Work instructions :: Return each of the rows below unchanged, character for character.

Given information ::
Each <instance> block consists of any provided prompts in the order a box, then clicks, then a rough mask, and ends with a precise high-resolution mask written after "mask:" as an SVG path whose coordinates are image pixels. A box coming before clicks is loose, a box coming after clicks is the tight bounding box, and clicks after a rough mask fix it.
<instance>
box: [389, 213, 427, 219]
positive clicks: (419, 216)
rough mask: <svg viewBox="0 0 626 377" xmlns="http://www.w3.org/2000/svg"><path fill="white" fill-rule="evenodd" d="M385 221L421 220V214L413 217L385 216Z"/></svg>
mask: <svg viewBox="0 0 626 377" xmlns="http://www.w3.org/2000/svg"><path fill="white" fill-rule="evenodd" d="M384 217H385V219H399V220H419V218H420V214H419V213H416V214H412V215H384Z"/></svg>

Expected output ::
Each <instance> block consists of any provided prompts in the order a box, then clicks, then a rough mask, and ends with a precise high-resolution mask written after "mask:" as an SVG path whose coordinates are image pixels. A box coming before clicks is loose, a box coming after clicks is the tight bounding box, and clicks after a rough mask fix it.
<instance>
box: [389, 213, 427, 219]
positive clicks: (419, 216)
rough mask: <svg viewBox="0 0 626 377" xmlns="http://www.w3.org/2000/svg"><path fill="white" fill-rule="evenodd" d="M385 221L421 220V214L413 217L385 216Z"/></svg>
mask: <svg viewBox="0 0 626 377" xmlns="http://www.w3.org/2000/svg"><path fill="white" fill-rule="evenodd" d="M384 217H385V219H399V220H419V218H420V214H419V213H416V214H412V215H384Z"/></svg>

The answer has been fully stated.